**Instruções da tarefa**
Repita fielmente a passagem do texto sobre a Folia de Reis que começa em "Ribeirão do Pinhal - A" e vai até "6 de janeiro.", incluindo essas palavras.

Ribeirão do Pinhal - A última segunda-feira foi dia de festa no bairro da Jacutinga, zona rural de Ribeirão do Pinhal. A 75ª Festa de Folia de Reis, evento tradicional na região, voltou a reunir devotos dos Santos Reis, como acontece todos os anos em quase oito décadas. Este ano, cerca de 2,5 mil pessoas prestigiaram a folia. A comemoração remete a chegada dos três reis magos, Melchior (Pérsia ), Baltazar (Arábia) e Gaspar (Índia) ao local onde nasceu o menino Jesus, ocorrida no dia 6 de janeiro.
Estima-se que a Folia de Reis tenha chegado ao Brasil com os portugueses, em meados do século 18. Em Ribeirão do Pinhal, a festa foi trazida por Ambrósio Dutra da Silva em 1939. Natural de Minas Gerais, ao tomar posse da então Fazenda Jacutinga, Ambrósio pediu a Nossa Senhora Aparecida e aos Santos Reis que fosse livrado de possíveis desentendimentos com vizinhos. Depois de atendido, ele fundou a companhia e deu início as festividades.
Hoje, são seus descendentes e outros devotos que procuram manter a tradição viva. Um detalhe curioso é que o evento precede a emancipação do município, enquanto a festa chega a sua 75ª edição, Ribeirão do Pinhal completa 67 anos em 2014. "A festa é mais antiga que o município e, quando chega essa época do ano, os fieis já esperam pela folia", diz o produtor rural Júlio Dutra, de 62 anos, que embora resida em Itapetininga (SP), faz questão de tirar férias durante o período só para participar das comemorações.
Júlio explica que grande parte dos devotos é membro da família Dutra. Eles aproveitam o momento para se reencontrar, além de agradecerem as bençãos dos Santos Reis. Antes do grande festejo, realizado no dia 6 de janeiro, no bairro da Jacutinga, são feitas visitas nas casas para arrecadar prendas para o evento. "As visitas servem para levar a bandeira de Santos Reis para a casa dos fieis e possibilitar que eles façam pedidos e agradecimentos. É um momento de muita fé e alegria", diz.

**Dados fornecidos**

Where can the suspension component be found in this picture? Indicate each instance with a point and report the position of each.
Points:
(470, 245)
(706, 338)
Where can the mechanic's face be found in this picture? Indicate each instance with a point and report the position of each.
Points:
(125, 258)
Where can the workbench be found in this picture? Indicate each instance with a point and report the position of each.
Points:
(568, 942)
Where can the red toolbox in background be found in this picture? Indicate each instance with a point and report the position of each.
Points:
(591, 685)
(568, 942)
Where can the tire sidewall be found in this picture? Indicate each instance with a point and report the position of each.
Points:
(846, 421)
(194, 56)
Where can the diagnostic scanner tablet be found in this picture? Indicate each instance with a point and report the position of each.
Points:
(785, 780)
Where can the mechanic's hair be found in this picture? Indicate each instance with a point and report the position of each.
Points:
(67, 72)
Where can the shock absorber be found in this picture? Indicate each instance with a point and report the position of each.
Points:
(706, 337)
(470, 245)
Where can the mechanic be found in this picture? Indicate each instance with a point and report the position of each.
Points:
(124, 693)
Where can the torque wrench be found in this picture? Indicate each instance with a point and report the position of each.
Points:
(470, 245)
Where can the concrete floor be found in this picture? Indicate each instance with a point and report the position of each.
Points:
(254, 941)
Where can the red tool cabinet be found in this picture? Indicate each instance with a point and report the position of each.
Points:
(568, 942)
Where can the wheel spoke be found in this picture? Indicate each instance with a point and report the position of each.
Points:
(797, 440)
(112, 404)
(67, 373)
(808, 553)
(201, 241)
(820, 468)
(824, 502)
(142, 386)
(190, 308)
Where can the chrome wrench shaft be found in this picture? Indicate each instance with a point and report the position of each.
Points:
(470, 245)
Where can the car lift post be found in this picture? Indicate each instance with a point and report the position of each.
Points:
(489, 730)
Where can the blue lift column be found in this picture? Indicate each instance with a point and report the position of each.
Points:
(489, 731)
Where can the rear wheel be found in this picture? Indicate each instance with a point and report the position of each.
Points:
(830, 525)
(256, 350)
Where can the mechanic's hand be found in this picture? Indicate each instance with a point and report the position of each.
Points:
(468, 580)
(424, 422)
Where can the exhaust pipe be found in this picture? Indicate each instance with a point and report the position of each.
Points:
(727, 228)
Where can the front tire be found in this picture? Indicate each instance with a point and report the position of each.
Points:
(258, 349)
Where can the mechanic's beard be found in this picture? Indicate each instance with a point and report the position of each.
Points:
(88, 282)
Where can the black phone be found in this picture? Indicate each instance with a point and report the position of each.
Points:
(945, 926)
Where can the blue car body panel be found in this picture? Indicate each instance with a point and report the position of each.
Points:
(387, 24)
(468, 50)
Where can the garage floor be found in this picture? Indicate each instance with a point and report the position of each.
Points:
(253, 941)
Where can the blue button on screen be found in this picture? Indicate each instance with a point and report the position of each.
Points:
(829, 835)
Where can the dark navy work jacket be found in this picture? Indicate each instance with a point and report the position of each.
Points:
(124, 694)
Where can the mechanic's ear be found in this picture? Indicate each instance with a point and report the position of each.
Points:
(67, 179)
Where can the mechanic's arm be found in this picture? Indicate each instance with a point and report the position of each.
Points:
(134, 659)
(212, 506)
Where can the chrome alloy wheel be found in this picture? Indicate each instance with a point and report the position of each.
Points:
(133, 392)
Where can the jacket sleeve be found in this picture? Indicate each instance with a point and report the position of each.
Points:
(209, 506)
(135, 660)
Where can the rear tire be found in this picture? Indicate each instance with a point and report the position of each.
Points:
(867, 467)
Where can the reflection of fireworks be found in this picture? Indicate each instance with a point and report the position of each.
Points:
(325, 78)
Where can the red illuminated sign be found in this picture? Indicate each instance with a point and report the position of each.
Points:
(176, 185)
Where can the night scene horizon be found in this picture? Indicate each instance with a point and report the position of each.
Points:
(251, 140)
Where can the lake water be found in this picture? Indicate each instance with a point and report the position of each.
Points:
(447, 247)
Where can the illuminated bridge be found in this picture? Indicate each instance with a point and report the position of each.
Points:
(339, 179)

**Resultado da tarefa**
Ribeirão do Pinhal - A última segunda-feira foi dia de festa no bairro da Jacutinga, zona rural de Ribeirão do Pinhal. A 75ª Festa de Folia de Reis, evento tradicional na região, voltou a reunir devotos dos Santos Reis, como acontece todos os anos em quase oito décadas. Este ano, cerca de 2,5 mil pessoas prestigiaram a folia. A comemoração remete a chegada dos três reis magos, Melchior (Pérsia ), Baltazar (Arábia) e Gaspar (Índia) ao local onde nasceu o menino Jesus, ocorrida no dia 6 de janeiro.